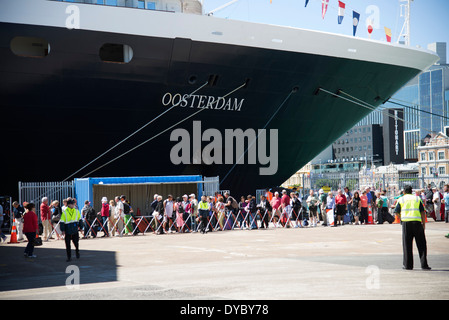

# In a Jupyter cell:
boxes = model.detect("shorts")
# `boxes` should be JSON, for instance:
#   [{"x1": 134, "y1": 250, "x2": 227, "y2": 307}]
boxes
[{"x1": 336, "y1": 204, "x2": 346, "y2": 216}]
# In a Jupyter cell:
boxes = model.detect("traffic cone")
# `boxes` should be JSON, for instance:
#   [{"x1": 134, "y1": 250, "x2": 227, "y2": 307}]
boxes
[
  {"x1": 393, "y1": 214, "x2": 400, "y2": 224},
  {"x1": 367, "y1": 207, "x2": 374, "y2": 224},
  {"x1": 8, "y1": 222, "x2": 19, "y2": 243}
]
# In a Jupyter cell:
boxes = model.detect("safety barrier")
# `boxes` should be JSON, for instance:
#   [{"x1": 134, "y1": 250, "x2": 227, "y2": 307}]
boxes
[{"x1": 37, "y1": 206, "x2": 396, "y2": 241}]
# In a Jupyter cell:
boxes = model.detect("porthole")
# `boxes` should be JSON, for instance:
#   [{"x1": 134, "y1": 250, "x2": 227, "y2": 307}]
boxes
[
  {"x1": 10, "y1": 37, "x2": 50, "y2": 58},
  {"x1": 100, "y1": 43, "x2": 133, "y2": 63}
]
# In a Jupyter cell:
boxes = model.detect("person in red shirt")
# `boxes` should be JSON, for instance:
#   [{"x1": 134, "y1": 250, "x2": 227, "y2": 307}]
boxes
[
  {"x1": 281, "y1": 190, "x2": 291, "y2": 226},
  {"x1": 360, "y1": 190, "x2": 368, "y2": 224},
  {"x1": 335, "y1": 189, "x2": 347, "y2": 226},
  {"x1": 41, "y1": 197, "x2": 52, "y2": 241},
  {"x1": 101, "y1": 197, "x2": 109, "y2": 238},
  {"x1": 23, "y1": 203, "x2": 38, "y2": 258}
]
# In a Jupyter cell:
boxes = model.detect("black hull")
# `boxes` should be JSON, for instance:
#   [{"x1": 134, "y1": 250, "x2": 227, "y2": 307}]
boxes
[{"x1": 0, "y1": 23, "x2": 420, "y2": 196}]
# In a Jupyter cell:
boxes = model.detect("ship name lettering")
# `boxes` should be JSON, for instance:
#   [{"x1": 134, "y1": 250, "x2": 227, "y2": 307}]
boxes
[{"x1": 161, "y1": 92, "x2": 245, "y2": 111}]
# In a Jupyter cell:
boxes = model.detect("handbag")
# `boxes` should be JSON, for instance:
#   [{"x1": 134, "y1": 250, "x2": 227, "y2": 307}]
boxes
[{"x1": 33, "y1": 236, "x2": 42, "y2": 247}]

________________________

TU OBJETIVO
Muestra cada línea del listado anterior que contenga la cadena "detect", distinguiendo entre mayúsculas y minúsculas.

RESPUESTA
boxes = model.detect("shorts")
boxes = model.detect("traffic cone")
boxes = model.detect("safety barrier")
boxes = model.detect("porthole")
boxes = model.detect("person in red shirt")
boxes = model.detect("black hull")
boxes = model.detect("ship name lettering")
boxes = model.detect("handbag")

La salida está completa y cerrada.